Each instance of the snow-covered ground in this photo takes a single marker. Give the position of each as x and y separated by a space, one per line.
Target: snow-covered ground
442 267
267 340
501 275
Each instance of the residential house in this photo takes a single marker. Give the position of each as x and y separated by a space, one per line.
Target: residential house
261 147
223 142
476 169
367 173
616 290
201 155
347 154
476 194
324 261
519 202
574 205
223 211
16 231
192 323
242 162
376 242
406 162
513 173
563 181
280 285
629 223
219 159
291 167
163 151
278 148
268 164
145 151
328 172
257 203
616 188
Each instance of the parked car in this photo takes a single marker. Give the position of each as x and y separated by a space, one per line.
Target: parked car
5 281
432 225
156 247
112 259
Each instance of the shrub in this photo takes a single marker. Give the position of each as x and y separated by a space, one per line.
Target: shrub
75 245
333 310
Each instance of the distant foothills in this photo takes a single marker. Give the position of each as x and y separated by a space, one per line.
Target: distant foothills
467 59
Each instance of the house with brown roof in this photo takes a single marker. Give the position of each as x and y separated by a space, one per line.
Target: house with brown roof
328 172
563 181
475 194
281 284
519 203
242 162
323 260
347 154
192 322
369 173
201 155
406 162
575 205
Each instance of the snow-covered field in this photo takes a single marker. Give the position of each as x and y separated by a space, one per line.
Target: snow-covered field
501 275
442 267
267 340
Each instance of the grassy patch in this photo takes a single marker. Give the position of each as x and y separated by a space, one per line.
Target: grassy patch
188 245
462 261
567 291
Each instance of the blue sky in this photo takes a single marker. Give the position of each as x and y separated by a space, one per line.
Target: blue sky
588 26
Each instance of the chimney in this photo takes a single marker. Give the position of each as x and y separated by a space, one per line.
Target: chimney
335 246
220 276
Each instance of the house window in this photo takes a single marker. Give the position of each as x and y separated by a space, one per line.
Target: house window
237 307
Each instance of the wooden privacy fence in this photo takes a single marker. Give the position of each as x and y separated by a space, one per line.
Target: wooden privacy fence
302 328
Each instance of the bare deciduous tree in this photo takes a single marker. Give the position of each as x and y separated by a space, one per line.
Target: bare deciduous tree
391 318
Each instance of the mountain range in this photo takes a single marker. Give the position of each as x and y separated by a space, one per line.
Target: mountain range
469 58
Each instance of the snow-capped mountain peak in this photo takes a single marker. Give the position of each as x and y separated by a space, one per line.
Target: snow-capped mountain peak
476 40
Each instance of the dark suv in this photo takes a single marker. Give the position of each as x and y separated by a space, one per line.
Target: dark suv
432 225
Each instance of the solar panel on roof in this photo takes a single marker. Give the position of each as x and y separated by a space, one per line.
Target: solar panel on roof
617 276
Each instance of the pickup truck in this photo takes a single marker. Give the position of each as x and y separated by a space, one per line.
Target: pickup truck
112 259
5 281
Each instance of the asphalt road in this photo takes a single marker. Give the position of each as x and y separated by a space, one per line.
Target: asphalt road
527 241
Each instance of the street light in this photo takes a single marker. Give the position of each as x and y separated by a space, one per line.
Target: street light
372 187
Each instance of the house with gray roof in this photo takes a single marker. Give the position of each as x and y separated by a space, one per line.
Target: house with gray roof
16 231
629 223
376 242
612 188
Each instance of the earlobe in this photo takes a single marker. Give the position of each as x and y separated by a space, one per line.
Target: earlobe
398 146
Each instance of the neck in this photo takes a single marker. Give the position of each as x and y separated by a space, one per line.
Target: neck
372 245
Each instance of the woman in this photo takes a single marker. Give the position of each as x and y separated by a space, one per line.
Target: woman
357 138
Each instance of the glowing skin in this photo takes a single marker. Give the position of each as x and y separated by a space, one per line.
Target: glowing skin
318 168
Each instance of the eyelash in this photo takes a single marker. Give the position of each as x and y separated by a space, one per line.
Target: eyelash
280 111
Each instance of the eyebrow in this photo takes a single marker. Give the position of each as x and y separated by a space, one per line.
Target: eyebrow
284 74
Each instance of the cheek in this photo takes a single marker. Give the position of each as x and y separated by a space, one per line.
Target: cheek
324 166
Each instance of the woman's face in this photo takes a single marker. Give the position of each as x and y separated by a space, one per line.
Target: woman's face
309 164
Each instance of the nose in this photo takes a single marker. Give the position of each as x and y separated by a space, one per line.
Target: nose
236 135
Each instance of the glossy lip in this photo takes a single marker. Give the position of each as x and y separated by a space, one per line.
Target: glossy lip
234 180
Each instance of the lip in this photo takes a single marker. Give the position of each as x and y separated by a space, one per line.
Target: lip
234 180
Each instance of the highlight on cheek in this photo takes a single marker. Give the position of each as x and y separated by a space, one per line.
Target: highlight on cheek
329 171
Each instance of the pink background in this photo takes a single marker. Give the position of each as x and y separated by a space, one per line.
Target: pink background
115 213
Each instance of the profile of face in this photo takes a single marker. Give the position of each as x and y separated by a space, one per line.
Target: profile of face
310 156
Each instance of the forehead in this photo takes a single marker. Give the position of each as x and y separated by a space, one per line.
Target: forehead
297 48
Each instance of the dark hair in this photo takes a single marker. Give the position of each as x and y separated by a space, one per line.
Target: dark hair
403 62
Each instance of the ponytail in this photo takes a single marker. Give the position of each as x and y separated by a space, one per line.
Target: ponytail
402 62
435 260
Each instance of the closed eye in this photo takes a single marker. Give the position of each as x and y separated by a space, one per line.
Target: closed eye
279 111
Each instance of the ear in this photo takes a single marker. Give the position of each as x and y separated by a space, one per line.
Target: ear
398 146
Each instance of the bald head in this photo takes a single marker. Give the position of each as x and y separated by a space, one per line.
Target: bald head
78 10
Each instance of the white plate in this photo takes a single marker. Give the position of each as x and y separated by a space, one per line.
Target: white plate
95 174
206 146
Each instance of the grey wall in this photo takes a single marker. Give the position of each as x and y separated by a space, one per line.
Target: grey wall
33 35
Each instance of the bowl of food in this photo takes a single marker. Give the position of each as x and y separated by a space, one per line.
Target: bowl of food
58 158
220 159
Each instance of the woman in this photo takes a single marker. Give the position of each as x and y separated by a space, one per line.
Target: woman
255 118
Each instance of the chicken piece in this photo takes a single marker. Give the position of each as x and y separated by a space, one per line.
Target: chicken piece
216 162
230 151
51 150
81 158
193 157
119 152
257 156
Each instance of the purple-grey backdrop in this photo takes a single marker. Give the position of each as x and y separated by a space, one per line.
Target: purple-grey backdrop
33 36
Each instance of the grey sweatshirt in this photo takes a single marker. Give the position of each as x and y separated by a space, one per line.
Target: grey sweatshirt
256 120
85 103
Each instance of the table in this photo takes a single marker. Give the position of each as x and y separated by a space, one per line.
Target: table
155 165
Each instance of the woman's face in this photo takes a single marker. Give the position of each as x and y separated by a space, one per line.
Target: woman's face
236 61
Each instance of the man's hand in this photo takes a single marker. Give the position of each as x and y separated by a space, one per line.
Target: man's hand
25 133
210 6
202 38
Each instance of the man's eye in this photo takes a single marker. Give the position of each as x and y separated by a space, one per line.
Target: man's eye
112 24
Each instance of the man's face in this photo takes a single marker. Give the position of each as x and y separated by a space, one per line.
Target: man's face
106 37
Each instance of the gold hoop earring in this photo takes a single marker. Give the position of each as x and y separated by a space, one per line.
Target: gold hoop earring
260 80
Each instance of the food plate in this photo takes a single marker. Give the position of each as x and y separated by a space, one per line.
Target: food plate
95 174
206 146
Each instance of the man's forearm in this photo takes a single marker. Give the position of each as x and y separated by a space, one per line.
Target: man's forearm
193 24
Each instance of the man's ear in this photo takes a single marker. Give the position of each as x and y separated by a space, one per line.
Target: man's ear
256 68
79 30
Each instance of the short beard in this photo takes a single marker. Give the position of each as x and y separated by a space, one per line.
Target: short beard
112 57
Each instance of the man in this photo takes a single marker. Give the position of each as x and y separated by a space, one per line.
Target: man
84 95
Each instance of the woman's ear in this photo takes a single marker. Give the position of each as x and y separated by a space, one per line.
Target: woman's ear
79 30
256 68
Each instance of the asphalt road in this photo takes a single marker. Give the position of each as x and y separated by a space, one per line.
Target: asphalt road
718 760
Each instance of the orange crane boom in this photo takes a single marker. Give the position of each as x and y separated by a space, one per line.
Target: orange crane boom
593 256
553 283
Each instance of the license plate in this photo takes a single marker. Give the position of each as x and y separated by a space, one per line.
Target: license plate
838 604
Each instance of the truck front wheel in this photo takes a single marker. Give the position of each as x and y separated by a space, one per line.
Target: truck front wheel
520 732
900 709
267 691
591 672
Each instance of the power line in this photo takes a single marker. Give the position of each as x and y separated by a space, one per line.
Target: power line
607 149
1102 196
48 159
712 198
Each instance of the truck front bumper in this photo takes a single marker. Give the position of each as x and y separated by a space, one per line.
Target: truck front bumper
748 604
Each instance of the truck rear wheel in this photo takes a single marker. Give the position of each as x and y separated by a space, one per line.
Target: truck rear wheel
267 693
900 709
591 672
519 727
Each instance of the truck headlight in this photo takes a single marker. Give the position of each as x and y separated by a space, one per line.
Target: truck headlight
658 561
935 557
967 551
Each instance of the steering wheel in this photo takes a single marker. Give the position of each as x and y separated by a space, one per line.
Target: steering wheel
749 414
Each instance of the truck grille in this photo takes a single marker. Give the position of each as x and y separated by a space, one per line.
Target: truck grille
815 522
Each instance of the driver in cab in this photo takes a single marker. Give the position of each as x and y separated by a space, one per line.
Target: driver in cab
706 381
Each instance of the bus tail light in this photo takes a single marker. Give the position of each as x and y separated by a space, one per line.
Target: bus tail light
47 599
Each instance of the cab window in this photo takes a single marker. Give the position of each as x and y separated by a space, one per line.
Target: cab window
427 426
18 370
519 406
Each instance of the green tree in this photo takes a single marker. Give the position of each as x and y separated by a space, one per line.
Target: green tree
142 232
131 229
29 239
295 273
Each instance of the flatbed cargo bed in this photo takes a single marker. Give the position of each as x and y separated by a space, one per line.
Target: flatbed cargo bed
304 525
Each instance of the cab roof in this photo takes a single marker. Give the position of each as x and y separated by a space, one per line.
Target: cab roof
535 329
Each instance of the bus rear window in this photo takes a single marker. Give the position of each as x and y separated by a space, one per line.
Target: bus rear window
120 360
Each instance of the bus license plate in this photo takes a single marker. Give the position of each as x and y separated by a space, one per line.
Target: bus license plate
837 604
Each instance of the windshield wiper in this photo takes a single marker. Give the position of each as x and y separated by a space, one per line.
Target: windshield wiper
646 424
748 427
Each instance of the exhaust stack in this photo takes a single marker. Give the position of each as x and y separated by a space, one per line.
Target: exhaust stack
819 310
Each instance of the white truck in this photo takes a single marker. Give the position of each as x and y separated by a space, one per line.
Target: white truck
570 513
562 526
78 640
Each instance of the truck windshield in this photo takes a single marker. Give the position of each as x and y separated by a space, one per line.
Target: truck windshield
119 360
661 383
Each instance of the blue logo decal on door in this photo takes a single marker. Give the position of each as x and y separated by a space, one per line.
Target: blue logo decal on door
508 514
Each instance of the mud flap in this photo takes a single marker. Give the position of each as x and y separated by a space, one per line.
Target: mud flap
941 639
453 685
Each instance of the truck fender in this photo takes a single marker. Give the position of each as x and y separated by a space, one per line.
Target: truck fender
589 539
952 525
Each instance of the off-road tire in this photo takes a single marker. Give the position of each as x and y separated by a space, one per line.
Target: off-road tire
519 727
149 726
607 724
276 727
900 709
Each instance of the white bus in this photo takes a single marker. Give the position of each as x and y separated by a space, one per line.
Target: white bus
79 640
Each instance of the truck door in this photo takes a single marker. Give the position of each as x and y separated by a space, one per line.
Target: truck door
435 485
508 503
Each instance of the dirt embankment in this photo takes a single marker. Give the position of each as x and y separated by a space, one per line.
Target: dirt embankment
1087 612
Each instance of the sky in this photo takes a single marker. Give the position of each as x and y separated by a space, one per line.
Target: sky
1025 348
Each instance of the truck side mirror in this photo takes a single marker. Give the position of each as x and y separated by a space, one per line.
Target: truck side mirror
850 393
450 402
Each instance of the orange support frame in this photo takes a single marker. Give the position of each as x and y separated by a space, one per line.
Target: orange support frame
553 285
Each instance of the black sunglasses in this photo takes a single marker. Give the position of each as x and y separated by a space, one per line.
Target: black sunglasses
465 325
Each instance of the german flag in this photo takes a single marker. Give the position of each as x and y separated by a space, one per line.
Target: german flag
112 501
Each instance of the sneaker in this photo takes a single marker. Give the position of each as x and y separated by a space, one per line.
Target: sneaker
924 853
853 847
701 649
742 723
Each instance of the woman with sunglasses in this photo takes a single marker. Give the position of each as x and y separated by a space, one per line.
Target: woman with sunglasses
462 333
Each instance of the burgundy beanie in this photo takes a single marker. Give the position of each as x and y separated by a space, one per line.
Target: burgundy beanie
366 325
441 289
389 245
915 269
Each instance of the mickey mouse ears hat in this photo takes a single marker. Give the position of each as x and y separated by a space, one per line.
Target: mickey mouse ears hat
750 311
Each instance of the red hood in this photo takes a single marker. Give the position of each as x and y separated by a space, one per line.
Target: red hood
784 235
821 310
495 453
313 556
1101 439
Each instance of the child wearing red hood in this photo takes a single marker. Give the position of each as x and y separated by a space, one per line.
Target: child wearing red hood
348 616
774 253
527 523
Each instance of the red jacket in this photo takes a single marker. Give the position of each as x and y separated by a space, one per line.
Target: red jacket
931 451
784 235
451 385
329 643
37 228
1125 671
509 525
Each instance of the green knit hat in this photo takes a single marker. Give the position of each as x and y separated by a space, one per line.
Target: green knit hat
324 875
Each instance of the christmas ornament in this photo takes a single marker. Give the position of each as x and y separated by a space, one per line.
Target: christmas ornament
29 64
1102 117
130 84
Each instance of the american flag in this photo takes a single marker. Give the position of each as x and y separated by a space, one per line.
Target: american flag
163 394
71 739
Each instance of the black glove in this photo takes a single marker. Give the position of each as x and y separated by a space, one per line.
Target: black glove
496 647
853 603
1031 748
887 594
•••••
Retype only the lines running from the line with "Each instance of the red jacket" to the end of the listing, including both of those lines.

### REPLY TO THE TASK
Each instance of the red jacket in this photo takes a single marker. Give the position of each as x and y separated by a space, one per line.
Target: red jacket
931 451
784 235
451 385
329 643
37 228
1125 671
509 525
Each instance of the green knit hat in this photo takes a single marker. Give the position of each as x and y separated by a space, one per line.
Target: green knit hat
324 875
Each instance of the christmas ornament in this photo takes a single marker. Give the position of each as x and y separated by a space, one per line.
Target: christmas ornament
29 64
1102 117
130 84
Each instance of the american flag in this photo takes a single marker. Give the position of each as x and y separated by a space, one per line.
Target: american flag
163 394
71 739
Each instance of the black glove in this photo takes a single marker. Give the position of each as x and y separated by a space, one per line.
Target: black glove
496 647
853 603
1031 748
887 594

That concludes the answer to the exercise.